## [Do this]
State how many lines of the records below contain the string "bridge", counting a match only when its case agrees. Give the number alone.

## [Data for this exercise]
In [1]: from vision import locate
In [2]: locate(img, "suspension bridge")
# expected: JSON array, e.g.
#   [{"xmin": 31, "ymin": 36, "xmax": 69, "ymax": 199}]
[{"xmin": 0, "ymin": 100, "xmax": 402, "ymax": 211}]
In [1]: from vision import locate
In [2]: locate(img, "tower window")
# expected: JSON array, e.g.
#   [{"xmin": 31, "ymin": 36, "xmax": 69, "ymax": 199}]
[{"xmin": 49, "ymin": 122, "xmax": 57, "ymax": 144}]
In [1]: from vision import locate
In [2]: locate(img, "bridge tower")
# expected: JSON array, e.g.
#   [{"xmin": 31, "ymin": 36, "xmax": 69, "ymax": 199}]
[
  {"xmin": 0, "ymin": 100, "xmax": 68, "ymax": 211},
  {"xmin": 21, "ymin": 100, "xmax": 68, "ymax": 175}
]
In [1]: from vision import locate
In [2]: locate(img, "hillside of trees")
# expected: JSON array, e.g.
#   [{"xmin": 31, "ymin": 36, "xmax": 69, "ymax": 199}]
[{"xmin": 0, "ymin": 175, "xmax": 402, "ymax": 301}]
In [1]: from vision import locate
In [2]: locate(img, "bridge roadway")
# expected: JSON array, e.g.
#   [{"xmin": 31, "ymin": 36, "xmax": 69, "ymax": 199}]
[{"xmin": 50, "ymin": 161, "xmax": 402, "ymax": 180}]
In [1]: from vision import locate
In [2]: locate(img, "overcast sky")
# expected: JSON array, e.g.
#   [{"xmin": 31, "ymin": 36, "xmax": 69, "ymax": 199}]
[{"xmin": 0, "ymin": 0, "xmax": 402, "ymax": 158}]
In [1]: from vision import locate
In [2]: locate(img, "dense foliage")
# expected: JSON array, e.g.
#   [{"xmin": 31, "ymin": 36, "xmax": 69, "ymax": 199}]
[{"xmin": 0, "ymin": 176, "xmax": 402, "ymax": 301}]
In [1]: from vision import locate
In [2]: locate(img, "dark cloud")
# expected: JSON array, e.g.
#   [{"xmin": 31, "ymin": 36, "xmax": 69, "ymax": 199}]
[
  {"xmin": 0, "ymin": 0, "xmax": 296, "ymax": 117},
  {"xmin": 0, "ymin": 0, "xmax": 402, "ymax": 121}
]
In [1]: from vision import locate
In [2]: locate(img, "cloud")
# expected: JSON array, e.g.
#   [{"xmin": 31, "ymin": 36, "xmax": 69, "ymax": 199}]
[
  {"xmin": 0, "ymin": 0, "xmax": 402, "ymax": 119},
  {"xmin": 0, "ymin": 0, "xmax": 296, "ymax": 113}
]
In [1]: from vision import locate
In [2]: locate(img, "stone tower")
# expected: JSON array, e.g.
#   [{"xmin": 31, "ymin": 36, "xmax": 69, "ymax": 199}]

## [Answer to this exercise]
3